# Start of MATERIAL PROVIDED
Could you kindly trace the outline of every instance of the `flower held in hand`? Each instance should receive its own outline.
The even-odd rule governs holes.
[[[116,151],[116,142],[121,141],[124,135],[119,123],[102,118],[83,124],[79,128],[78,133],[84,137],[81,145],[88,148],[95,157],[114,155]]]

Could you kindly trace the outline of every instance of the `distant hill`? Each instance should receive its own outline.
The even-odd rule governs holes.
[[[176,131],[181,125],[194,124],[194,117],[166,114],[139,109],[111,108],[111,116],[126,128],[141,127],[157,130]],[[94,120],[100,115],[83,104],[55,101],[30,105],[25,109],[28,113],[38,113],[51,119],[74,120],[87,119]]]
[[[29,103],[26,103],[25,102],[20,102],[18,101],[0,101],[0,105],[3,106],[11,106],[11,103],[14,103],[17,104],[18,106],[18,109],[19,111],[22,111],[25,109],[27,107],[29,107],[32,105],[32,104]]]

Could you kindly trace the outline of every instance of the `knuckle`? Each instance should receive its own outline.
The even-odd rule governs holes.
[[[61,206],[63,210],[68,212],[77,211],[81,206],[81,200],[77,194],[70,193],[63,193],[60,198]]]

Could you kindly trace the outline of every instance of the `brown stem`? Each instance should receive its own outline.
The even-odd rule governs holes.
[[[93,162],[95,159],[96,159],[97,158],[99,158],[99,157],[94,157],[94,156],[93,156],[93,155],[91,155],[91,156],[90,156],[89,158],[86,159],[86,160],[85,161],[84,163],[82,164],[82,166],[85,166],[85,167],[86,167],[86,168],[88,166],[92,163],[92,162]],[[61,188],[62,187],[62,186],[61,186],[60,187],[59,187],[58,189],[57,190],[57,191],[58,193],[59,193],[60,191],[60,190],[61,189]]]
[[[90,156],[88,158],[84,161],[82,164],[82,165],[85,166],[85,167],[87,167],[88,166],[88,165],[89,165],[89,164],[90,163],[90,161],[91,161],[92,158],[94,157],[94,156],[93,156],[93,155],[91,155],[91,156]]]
# End of MATERIAL PROVIDED
§ TASK DESCRIPTION
Pull out each line of the listing above that contains the word "kindly".

§ EXPECTED ANSWER
Could you kindly trace the outline of every instance of the `flower held in hand`? Each instance should receive its own outline.
Could you kindly trace the outline of every instance of the `distant hill`? Each instance should receive its own outline.
Could you kindly trace the outline of every instance of the `knuckle`? Each instance should receive its own outline.
Could you kindly trace the outline of every instance of the `brown stem`? Each instance should receive its own outline.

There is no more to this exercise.